◆ **What you will do**
Reproduce the records from the very start up to and including the line that contains "top-left (97, 27), bottom-right (101, 40)", and leave the pictures out of your copy.

◆ **Exercise data**
▼
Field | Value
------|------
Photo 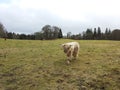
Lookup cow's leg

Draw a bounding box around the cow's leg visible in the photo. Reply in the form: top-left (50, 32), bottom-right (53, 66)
top-left (72, 47), bottom-right (78, 60)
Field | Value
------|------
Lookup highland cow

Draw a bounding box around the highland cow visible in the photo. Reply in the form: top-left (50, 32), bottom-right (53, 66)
top-left (62, 42), bottom-right (80, 64)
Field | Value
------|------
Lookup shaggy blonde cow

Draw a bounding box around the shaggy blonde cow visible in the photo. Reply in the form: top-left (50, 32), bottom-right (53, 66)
top-left (62, 42), bottom-right (80, 64)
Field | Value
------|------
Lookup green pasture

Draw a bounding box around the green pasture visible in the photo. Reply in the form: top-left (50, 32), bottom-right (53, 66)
top-left (0, 39), bottom-right (120, 90)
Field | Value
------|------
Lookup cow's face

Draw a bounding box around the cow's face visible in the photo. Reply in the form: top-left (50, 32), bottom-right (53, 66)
top-left (62, 44), bottom-right (71, 53)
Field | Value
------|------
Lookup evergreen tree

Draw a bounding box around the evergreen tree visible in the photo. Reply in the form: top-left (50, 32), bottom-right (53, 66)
top-left (93, 28), bottom-right (97, 40)
top-left (97, 27), bottom-right (101, 40)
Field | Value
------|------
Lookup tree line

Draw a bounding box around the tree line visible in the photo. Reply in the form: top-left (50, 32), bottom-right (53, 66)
top-left (0, 23), bottom-right (120, 40)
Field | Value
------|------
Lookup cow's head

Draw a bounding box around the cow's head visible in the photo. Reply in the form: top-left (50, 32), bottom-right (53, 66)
top-left (62, 44), bottom-right (71, 53)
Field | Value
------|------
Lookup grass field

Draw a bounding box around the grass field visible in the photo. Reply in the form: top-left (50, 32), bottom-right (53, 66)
top-left (0, 39), bottom-right (120, 90)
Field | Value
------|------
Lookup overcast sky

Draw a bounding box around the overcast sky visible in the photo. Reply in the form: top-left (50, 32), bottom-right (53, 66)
top-left (0, 0), bottom-right (120, 34)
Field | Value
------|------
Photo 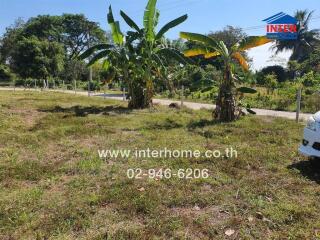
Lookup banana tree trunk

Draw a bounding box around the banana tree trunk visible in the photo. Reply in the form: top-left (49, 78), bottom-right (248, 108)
top-left (213, 67), bottom-right (237, 122)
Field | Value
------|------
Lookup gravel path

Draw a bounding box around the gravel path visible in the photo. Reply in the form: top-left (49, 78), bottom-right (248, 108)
top-left (0, 87), bottom-right (312, 121)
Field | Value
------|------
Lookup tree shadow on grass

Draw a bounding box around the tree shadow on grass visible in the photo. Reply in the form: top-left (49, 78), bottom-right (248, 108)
top-left (187, 119), bottom-right (220, 130)
top-left (39, 106), bottom-right (132, 117)
top-left (288, 158), bottom-right (320, 184)
top-left (143, 118), bottom-right (183, 130)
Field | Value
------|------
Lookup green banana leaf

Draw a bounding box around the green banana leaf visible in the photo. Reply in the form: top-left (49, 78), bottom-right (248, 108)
top-left (143, 0), bottom-right (157, 41)
top-left (108, 6), bottom-right (123, 45)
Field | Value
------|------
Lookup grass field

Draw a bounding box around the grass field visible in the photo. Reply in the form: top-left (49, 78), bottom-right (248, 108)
top-left (0, 91), bottom-right (320, 240)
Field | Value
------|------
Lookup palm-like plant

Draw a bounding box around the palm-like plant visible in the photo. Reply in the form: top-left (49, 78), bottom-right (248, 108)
top-left (273, 10), bottom-right (319, 62)
top-left (180, 32), bottom-right (271, 122)
top-left (81, 0), bottom-right (188, 108)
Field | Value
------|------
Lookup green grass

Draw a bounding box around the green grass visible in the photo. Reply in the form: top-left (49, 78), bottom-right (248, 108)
top-left (0, 91), bottom-right (320, 239)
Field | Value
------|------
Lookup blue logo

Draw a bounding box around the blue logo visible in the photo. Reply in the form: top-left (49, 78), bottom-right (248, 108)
top-left (263, 12), bottom-right (298, 40)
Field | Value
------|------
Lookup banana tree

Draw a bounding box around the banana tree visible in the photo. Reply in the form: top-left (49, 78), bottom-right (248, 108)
top-left (81, 0), bottom-right (188, 108)
top-left (180, 32), bottom-right (271, 122)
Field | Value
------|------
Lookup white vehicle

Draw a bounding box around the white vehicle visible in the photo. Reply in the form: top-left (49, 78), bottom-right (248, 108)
top-left (299, 112), bottom-right (320, 158)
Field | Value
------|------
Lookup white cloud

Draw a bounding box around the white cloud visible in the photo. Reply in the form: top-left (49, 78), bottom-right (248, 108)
top-left (248, 43), bottom-right (291, 70)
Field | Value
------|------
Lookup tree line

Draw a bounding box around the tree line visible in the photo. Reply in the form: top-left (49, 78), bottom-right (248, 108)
top-left (0, 0), bottom-right (320, 121)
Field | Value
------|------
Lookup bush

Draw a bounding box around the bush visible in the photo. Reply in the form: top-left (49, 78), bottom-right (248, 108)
top-left (83, 81), bottom-right (101, 91)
▲
◆ **Correct output**
Field | Value
------|------
Photo 
Lookup cow's leg

Draw a bounding box around the cow's leg visible in the photo. Reply in the form: top-left (50, 32), bottom-right (53, 66)
top-left (72, 47), bottom-right (78, 60)
Field | Value
------|------
Lookup highland cow

Draw a bounding box around the highland cow visible in the photo. Reply in the form: top-left (50, 32), bottom-right (53, 66)
top-left (62, 42), bottom-right (80, 64)
Field | Value
------|------
Lookup shaggy blonde cow

Draw a bounding box around the shaggy blonde cow visible in the photo. Reply in the form: top-left (50, 32), bottom-right (53, 66)
top-left (62, 42), bottom-right (80, 64)
Field | Value
------|------
Lookup green pasture

Draw a bounding box around the green pasture visible in the photo. Reply in the form: top-left (50, 32), bottom-right (53, 66)
top-left (0, 39), bottom-right (120, 90)
Field | Value
------|------
Lookup cow's face

Draw a bounding box around the cow's face visible in the photo. Reply in the form: top-left (50, 32), bottom-right (53, 66)
top-left (62, 44), bottom-right (71, 53)
Field | Value
------|------
Lookup evergreen tree

Draw a bounding box around the evergreen tree visible in the photo. Reply in the form: top-left (50, 32), bottom-right (53, 66)
top-left (93, 28), bottom-right (97, 40)
top-left (97, 27), bottom-right (101, 40)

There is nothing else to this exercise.